__Set task 1__:
According to the censorship excerpt below, how many documentary film-makers boycotted the National Film Awards?

__Excerpt__:

Last month, a draft policy was presented to the Minister, apparently based on the Committee's recommendation. In a discussion with the Minister on Aug 26 in Delhi, I protested against the proposed policy as instead of liberalising censorship, it actually tightens control.
Anand Patwardhan and I have sent two separate protest letters to the Minister.

Please help the campaign against censorship by signing our petition
OPEN LETTER TO THE MINISTER
Sh Jaipal Reddy Sept 22, 2005
Minister for Information & Broadcasting
8, 30 January Marg, off Aurangzeb Road
New Delhi - 110001

Sir,

I write this open letter to you with a strong sense of dismay concerning the tightening of censorship controls over independent film-making in the country. I am deeply perturbed about the proposed new policy concerning film festivals and the National Film Awards. Many of these new proposals are deeply shocking, especially since the committee itself was set up to liberalize the censorship regime vis-à-vis filmfests and the NFA. It has been brought to my attention that the new policy:

* Brings all film festivals under the purview of stronger censorship by defining a film festival eligible for exemptions from censorship as one which is either funded by the Government or is affiliated to FIAPF ( e.g., IFFI), i.e., effectively only ‘sarkari’ film festivals!

* Empowers the Ministry to deny exemptions to any film even in these festivals on several grounds – internal security, impact on bilateral relations with other countries, law and order etc. in contravention of well-known Supreme Court judgements on these issues!

* Retains the highly contentious requirement of a censor certificate for entry to National Film awards, despite a boycott by over 200 documentary film-makers for two years - in 2004 and 2005!

Your officials have also proposed denial of exemption to any film that “affects human sensibilities”. Many of us make films in the hope of affecting these very human sensibilities. Under the ‘new policy’, any film can be ‘banned’ from film festivals on this count alone!

__Items__:
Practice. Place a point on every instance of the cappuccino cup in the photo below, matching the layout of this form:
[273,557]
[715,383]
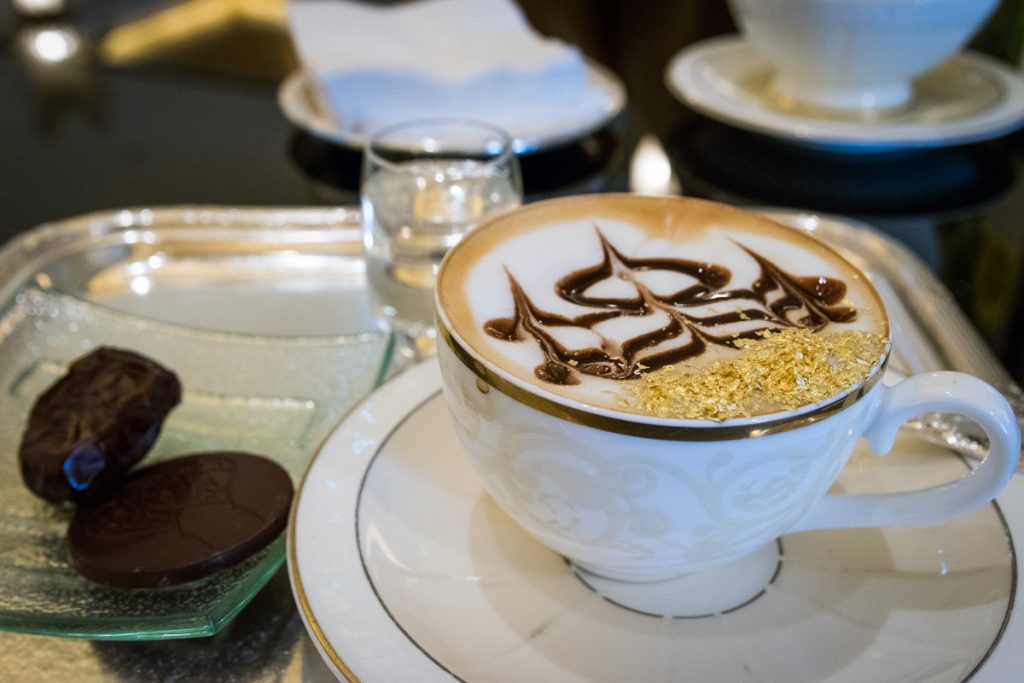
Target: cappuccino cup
[569,328]
[856,54]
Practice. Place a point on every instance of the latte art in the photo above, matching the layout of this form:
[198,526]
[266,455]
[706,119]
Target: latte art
[775,298]
[582,299]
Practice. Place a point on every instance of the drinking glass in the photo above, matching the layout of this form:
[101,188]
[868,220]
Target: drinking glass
[425,184]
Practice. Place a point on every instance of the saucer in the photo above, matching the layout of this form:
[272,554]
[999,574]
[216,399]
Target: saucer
[969,98]
[301,100]
[403,568]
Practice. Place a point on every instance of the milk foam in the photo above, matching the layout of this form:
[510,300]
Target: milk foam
[541,248]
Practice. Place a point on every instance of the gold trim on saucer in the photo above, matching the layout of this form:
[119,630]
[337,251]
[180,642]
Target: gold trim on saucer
[672,432]
[302,602]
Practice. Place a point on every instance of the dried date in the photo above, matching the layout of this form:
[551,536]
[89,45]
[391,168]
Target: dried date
[93,424]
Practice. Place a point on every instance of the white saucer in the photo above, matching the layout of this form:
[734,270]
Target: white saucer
[404,569]
[301,100]
[969,98]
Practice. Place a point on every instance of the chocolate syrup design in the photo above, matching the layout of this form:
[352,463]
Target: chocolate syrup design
[777,298]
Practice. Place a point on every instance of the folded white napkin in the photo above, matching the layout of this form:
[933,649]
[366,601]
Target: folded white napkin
[469,58]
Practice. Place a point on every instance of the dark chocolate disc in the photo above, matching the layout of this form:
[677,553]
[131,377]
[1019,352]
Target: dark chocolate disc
[180,519]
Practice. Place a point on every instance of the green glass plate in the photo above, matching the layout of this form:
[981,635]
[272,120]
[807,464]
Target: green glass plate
[273,395]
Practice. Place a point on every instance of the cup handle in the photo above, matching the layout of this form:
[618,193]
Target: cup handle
[944,391]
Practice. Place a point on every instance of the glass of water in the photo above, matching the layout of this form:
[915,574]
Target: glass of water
[425,184]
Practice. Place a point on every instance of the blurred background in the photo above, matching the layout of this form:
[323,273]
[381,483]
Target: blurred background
[109,103]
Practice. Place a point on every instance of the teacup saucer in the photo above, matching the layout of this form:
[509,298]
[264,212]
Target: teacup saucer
[404,569]
[301,101]
[969,98]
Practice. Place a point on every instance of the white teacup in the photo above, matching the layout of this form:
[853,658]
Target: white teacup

__Set task 2__:
Pull out every line of the records above that contains the string "trim".

__Reply 1__:
Over 200 documentary film-makers.

__Reply 2__:
Practice. Place a point on every instance of the gold trim on saucer in the photo above, matching the layout of this form:
Target: gold trim on saucer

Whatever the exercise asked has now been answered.